··· Supplied text ···

By Mary Jane Gore
On one side of Preston Avenue, heading up the hill from Washington Park, there’s a row of tightly packed, eclectic houses. On the other side, the road is bordered by an ivy-covered embankment.
Residents of the area are concerned about a planned bike lane, which would run up Preston on the east side—the side with the houses—and eliminate street parking for the people who live there. They argue that the other side of the street would be a better choice, because no existing parking places would be involved. They’re also upset about the way they learned of the potential change—from fliers posted on telephone poles along Preston Avenue.
“Before COVID, the first question everyone asked when coming by was ‘where do I park?’” says Boo Barnett, a homeowner on the street. “I have had people call in frustration and say ‘there are no spaces available, I’ll come later.’ The street is quieter now, but it will roar back.”
Nancy Kraus, an architectural historian and homeowner in the neighborhood asks, “Where will delivery, plumbing, electrical, HVAC, medical, and other services park?” She points out that “there are acres of land” on the opposite side of Preston, and says “there is no ill effect to putting the bike lane on the other side of the street.”
Kraus also points out that the houses are historically important, as some of the few remaining dwellings from the late- nineteenth-century Black neighborhood Kellytown.

··· Data extracts ···

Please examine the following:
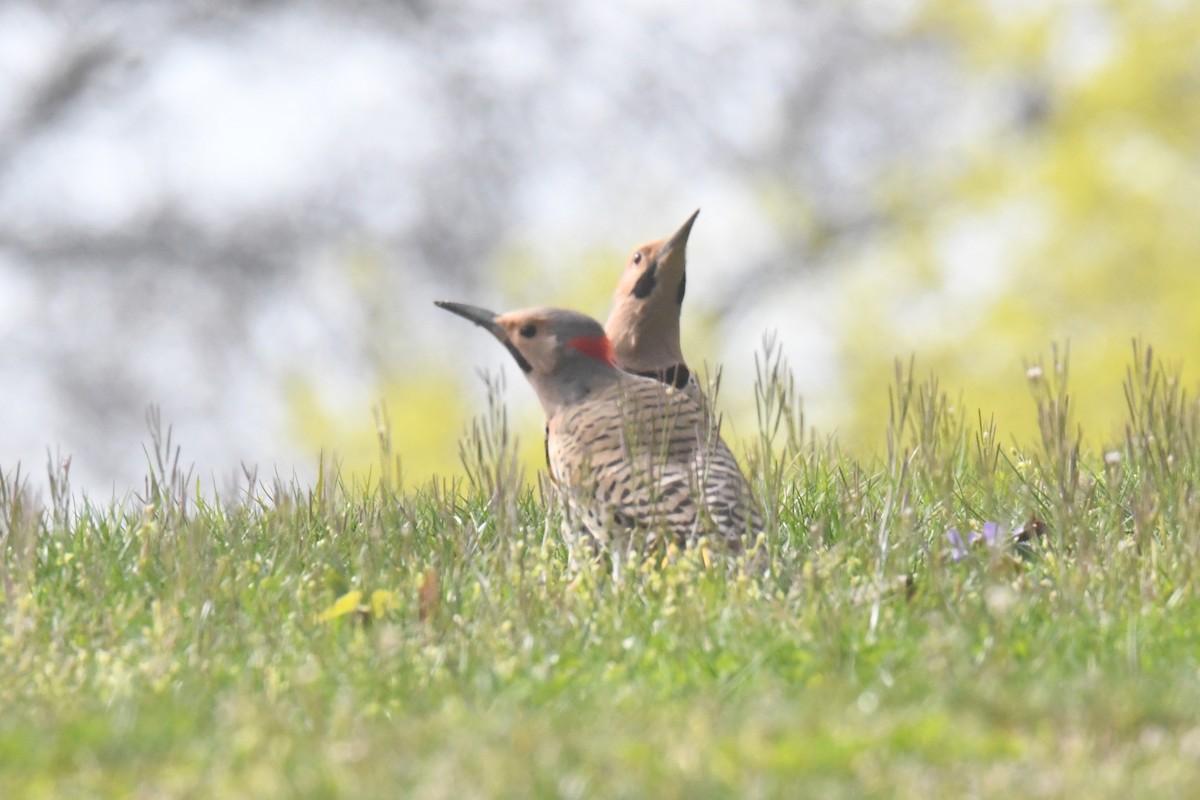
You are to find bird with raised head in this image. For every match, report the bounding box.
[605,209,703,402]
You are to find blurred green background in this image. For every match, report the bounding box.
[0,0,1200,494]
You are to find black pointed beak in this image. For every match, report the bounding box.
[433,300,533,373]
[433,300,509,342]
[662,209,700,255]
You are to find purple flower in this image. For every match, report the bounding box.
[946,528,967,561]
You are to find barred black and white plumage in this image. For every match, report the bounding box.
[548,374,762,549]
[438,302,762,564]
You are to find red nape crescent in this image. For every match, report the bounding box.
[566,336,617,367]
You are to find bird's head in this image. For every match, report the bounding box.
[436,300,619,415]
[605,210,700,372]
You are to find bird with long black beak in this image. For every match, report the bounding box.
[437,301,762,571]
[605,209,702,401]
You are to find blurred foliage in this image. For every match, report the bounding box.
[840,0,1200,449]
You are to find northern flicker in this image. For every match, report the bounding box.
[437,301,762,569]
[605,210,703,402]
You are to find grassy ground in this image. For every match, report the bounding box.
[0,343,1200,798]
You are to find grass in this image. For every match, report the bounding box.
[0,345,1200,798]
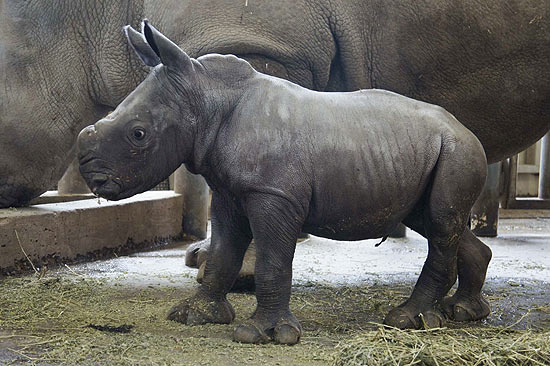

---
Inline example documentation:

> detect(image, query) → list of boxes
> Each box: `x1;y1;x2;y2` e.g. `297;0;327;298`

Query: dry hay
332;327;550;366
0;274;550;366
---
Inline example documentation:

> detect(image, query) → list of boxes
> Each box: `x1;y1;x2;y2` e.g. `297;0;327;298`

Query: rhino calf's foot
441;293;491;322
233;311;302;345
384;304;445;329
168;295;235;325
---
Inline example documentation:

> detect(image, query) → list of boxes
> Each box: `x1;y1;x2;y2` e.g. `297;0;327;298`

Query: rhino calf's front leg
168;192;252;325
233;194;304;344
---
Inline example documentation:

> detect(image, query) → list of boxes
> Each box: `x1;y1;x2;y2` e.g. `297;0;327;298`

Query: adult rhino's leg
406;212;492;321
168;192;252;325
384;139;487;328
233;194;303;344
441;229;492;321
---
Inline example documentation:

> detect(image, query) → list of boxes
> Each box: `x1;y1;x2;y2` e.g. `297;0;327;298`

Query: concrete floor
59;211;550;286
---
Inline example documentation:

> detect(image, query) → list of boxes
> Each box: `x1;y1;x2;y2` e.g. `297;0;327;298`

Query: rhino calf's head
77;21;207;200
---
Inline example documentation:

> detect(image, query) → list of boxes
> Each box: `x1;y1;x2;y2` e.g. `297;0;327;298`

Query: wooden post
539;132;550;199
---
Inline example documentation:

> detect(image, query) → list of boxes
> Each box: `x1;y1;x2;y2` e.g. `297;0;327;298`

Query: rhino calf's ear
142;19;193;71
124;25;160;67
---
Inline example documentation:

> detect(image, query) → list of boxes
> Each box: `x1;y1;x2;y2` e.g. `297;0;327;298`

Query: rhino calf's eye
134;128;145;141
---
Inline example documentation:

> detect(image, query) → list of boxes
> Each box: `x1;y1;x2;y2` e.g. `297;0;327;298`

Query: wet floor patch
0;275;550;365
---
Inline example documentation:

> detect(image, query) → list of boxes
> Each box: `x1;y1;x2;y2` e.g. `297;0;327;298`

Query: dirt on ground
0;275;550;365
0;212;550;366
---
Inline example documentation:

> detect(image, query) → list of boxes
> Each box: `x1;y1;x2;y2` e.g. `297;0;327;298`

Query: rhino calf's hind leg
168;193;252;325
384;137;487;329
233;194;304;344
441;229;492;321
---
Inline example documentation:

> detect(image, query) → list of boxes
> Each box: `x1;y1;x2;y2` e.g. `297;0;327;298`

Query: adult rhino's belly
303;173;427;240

···

### Exercise brief
Carry on the Preston Avenue bike lane article from the point where it ends. The records are unrelated to the text about the Preston Avenue bike lane.

### Result
Amanda Poncy, bicycle and pedestrian coordinator for the City of Charlottesville, says she has also heard complaints from people who live just off Preston, for example, along Hemlock Lane or in the Robinson Woods development on Cabell Avenue. Competition for spaces would increase in front of these homes if the bike lane disrupted the larger road. Adding to the stress is another proposed development, currently in the planning stage, which would create several more housing units on Cabell and provide just one off-street parking place for each unit.
Bike lane proponents have also weighed in. “This is a high-stress route [for cyclists] due to the volume and speed of vehicles using it,” Poncy says. “Providing a bike lane will reduce the stress level on the route.”
And it’s a convenient time to install the lanes: The side of Preston with the houses is slated for repaving in the spring, and lines for bike lanes could be painted at the time of repaving. Cutting in to the embankment on the other side is a more complicated project.
Poncy and Peter Krebs, an urban planner and Albemarle-Charlottesville community organizer for the Piedmont Environmental Council, notes that a bike lane is more protective for cyclists pedaling uphill toward Rugby Road.
Krebs, who works to connect the city and county for safe bike and pedestrian routes, says that what can be done now to encourage cycling and walking is especially important during the COVID-19 pandemic, when there is more demand to be outdoors pursuing safe activities. He says the project is also important from another health standpoint—reducing vehicle miles will help “to get in front of climate change,” and help people be more healthy.
Homeowners Barnett and Kraus both emphasize that they aren’t against the bike lanes, but they are opposed to the removal of street parking for residents who need the parking spaces. Barnett says that the city should postpone public discussions “until the neighborhood knows the impact that the new large units [on Cabell] would have on an already strained parking system.”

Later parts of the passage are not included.